_Exercise task_
Rewrite the material below, changing "cloud" to "cumulus" everywhere and keeping everything else the same. Leave the pictures out of your answer.

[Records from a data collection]
========
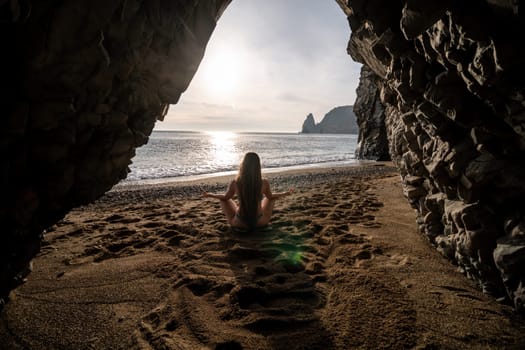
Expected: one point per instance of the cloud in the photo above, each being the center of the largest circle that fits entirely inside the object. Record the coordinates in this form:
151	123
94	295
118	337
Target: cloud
294	62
========
_Result of this task_
Expected: one point per instance of the cumulus in the photo above, each being the center of the largest circle that fits entirely inside the object. Record the coordinates in this form:
151	123
94	295
118	337
Target: cumulus
294	62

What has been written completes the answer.